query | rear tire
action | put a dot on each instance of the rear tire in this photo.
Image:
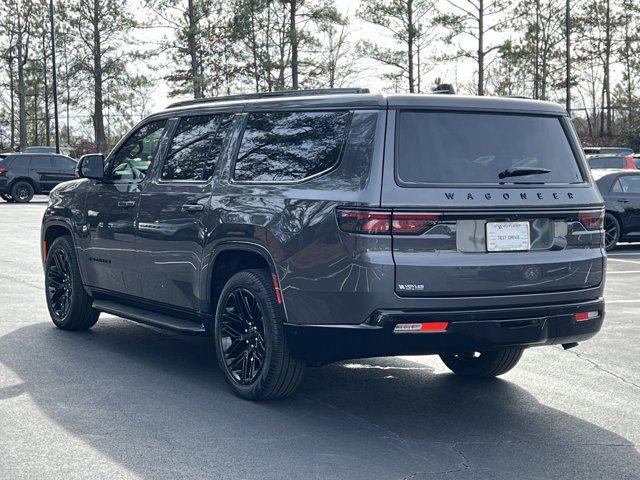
(68, 302)
(483, 364)
(250, 342)
(22, 192)
(611, 232)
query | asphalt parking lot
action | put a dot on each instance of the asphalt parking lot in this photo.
(127, 401)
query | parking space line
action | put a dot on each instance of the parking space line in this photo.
(621, 260)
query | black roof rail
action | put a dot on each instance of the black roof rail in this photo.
(444, 89)
(277, 94)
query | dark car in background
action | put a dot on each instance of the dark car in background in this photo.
(621, 192)
(67, 151)
(24, 175)
(611, 161)
(304, 228)
(607, 151)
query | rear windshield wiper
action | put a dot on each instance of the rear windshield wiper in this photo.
(522, 171)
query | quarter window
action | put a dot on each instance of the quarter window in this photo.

[Problem]
Only the number should be given: how many lines in the data contain the string "tire".

[Answer to this exercise]
2